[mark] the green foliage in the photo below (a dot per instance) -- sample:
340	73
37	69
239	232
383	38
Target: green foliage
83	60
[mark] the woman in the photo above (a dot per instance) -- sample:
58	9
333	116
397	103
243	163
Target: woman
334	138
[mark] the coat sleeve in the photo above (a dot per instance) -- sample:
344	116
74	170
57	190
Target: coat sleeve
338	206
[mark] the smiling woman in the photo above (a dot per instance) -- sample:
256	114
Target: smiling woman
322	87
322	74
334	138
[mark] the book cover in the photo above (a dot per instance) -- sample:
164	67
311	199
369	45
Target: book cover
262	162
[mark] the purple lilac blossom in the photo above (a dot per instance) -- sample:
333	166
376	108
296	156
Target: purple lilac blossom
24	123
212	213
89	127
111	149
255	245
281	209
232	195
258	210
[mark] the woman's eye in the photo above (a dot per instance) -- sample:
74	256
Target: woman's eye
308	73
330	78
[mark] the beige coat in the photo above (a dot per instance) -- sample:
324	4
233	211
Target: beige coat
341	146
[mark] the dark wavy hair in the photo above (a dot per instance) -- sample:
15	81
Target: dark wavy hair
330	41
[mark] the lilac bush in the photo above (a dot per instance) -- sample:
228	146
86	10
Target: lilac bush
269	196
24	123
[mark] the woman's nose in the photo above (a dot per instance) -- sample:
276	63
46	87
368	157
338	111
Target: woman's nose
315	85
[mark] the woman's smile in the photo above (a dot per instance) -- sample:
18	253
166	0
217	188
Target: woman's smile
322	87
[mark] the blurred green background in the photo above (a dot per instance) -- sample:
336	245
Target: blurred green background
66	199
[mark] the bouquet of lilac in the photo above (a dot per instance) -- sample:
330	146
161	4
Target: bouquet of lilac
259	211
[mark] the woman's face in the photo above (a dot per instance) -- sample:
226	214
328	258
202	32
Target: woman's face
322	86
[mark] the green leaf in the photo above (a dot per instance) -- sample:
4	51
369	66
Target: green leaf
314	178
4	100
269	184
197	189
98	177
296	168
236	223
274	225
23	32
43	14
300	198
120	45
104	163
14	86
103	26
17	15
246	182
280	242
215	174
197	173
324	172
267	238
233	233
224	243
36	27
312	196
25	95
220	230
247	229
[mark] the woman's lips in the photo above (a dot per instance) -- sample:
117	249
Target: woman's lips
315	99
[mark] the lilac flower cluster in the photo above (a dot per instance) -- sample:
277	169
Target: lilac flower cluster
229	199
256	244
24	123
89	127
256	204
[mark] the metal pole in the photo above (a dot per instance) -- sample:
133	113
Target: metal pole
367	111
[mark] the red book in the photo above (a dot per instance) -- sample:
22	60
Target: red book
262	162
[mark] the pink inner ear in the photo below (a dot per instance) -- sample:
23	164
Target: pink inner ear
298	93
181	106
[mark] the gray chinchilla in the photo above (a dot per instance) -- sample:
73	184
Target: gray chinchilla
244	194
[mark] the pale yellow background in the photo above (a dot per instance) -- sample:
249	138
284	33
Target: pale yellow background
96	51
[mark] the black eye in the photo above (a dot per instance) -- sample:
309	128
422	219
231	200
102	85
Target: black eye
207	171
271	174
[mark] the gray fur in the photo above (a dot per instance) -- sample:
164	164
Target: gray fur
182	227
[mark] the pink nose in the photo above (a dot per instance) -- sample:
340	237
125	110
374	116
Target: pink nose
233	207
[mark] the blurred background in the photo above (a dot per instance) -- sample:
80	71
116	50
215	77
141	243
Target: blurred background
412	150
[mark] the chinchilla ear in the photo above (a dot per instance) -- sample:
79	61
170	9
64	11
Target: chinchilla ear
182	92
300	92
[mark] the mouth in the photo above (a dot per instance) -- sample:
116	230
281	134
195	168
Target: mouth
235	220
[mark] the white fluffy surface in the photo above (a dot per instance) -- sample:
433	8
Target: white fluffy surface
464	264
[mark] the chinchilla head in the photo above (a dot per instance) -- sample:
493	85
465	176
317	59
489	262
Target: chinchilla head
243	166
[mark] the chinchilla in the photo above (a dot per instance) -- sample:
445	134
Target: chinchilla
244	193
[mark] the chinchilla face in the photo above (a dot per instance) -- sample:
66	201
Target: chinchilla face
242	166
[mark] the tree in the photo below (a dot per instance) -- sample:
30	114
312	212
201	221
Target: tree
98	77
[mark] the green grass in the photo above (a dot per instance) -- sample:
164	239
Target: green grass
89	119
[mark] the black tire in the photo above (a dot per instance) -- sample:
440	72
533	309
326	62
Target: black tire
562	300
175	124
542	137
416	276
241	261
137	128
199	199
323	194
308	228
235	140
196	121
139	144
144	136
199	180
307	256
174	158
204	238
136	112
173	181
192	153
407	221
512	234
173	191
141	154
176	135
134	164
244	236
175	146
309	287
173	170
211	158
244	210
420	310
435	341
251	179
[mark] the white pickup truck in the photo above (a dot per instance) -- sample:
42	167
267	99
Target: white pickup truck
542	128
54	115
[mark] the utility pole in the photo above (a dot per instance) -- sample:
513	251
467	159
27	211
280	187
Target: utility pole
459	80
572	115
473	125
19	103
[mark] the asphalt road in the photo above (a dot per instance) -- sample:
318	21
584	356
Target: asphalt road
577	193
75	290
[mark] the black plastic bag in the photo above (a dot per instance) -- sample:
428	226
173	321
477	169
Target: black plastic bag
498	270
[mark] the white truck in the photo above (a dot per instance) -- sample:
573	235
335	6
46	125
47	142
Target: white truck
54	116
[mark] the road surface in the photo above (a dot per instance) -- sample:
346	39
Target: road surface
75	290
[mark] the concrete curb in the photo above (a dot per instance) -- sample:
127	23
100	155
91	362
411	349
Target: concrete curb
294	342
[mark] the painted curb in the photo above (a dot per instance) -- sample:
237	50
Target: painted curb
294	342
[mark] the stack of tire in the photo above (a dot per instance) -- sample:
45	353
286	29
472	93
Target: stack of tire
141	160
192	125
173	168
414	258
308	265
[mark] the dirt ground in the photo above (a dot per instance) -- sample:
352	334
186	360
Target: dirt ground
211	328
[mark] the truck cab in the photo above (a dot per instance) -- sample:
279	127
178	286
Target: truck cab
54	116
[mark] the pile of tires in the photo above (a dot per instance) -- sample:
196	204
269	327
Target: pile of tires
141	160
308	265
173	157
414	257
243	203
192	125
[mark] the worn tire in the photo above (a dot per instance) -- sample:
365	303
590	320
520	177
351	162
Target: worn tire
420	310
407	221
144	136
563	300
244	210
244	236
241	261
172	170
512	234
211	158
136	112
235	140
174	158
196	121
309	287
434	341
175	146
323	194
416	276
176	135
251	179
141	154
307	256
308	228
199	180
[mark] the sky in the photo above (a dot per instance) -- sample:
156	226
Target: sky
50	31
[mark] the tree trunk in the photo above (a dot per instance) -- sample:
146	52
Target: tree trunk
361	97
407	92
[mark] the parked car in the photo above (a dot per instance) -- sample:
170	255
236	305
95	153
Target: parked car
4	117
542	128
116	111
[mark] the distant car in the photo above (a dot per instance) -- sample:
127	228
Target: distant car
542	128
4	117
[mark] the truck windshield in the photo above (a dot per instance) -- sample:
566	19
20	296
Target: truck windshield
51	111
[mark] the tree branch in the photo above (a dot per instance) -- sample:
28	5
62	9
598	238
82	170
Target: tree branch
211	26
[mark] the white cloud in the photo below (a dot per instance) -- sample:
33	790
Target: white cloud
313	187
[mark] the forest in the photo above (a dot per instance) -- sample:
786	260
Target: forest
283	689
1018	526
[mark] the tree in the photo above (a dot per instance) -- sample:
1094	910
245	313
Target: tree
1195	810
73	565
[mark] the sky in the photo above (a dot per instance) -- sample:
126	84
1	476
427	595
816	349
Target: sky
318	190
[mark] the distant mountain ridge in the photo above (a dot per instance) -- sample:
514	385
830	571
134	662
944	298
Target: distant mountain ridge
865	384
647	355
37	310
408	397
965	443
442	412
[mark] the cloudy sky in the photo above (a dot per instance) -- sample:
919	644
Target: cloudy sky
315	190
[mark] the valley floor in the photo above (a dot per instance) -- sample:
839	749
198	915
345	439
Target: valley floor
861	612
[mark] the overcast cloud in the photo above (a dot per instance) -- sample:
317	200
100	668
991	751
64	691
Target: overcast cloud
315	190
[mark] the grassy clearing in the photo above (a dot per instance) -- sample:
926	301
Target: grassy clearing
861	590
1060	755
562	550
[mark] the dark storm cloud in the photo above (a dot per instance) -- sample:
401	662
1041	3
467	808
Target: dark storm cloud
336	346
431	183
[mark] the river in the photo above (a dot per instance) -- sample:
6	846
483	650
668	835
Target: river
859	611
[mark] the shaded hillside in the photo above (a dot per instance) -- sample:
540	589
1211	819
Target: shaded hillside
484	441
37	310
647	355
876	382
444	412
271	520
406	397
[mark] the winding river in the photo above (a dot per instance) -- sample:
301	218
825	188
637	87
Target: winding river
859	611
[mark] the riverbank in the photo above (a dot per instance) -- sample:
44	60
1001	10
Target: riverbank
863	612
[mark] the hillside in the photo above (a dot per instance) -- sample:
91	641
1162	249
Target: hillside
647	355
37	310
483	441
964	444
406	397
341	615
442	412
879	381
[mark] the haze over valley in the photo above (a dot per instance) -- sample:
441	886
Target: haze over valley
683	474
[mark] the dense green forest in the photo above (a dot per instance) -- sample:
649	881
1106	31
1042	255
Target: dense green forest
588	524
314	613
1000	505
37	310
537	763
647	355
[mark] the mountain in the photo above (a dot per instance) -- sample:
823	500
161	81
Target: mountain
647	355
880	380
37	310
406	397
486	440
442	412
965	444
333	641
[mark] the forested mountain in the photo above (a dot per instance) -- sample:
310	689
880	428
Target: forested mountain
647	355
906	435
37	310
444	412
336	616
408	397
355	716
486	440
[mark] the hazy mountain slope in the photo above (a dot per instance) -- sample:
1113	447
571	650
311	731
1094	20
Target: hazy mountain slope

• _ABOUT THIS EXERCISE_: Go through the records above and copy each line where "hazy" is found.

• _WRITTEN ANSWER_:
[mark] the hazy mountain slope in the photo above (a dot per instance) -- sample:
Target: hazy mountain slope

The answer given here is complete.